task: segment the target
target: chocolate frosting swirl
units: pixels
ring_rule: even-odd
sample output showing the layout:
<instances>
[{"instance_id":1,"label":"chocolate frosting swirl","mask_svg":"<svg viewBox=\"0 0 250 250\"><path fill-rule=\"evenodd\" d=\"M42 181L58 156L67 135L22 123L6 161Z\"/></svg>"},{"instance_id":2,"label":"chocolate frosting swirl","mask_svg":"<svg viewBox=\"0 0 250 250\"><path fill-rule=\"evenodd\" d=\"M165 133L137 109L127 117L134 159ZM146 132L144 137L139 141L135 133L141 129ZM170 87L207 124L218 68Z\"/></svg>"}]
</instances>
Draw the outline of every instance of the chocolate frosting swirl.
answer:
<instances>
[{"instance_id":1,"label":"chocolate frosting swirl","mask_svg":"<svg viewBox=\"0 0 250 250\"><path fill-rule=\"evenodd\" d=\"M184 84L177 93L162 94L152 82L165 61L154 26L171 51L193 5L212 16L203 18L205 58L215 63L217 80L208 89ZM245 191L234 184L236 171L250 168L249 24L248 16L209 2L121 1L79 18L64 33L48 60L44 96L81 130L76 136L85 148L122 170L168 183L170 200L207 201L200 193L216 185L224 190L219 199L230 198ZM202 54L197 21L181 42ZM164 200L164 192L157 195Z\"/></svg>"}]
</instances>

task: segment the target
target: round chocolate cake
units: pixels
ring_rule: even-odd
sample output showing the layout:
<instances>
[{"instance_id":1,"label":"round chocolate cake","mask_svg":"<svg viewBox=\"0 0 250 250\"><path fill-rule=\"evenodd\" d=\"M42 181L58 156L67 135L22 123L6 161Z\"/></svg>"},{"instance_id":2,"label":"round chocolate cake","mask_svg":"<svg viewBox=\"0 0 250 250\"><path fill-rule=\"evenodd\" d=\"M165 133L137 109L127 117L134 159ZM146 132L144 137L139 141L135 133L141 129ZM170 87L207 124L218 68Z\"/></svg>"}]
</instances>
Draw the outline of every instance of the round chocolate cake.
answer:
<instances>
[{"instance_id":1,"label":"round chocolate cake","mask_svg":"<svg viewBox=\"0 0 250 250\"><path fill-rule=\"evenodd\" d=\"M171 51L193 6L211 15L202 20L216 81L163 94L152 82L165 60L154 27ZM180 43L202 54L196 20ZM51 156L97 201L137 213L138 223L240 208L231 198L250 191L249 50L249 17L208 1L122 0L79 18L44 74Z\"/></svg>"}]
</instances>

-- -- --

Your goal: Output the entries verbatim.

Answer to the problem:
task: segment the target
target: chocolate frosting swirl
units: pixels
ring_rule: even-odd
sample output showing the layout:
<instances>
[{"instance_id":1,"label":"chocolate frosting swirl","mask_svg":"<svg viewBox=\"0 0 250 250\"><path fill-rule=\"evenodd\" d=\"M42 181L58 156L67 135L22 123L6 161Z\"/></svg>"},{"instance_id":2,"label":"chocolate frosting swirl","mask_svg":"<svg viewBox=\"0 0 250 250\"><path fill-rule=\"evenodd\" d=\"M165 133L137 109L127 117L134 159ZM146 132L144 137L139 141L135 133L141 129ZM170 87L207 124L218 68Z\"/></svg>"}]
</instances>
Draw the outline of every instance of the chocolate frosting swirl.
answer:
<instances>
[{"instance_id":1,"label":"chocolate frosting swirl","mask_svg":"<svg viewBox=\"0 0 250 250\"><path fill-rule=\"evenodd\" d=\"M184 84L177 93L162 94L152 82L165 61L154 26L171 51L193 5L212 16L203 18L205 58L215 63L217 80L208 89ZM245 191L234 184L236 171L250 168L249 24L248 16L209 2L121 1L79 18L64 33L48 60L44 96L81 130L76 136L85 148L122 170L168 183L170 200L207 201L200 193L216 185L224 190L219 199L230 198ZM202 54L197 21L181 42ZM164 200L164 192L157 195Z\"/></svg>"}]
</instances>

task: segment the target
target: round chocolate cake
units: pixels
ring_rule: even-odd
sample output showing the layout:
<instances>
[{"instance_id":1,"label":"round chocolate cake","mask_svg":"<svg viewBox=\"0 0 250 250\"><path fill-rule=\"evenodd\" d=\"M42 181L58 156L67 135L22 123L6 161Z\"/></svg>"},{"instance_id":2,"label":"round chocolate cake","mask_svg":"<svg viewBox=\"0 0 250 250\"><path fill-rule=\"evenodd\" d=\"M165 133L137 109L127 117L134 159ZM146 132L144 137L139 141L135 133L141 129ZM170 87L207 124L218 68Z\"/></svg>"}]
</instances>
Draw the outline of every instance of the round chocolate cake.
answer:
<instances>
[{"instance_id":1,"label":"round chocolate cake","mask_svg":"<svg viewBox=\"0 0 250 250\"><path fill-rule=\"evenodd\" d=\"M171 51L193 6L211 15L202 20L216 81L163 94L152 82L165 60L154 27ZM180 43L202 54L196 20ZM51 156L97 201L137 213L138 223L240 208L231 198L250 191L249 50L249 17L208 1L122 0L79 18L44 74Z\"/></svg>"}]
</instances>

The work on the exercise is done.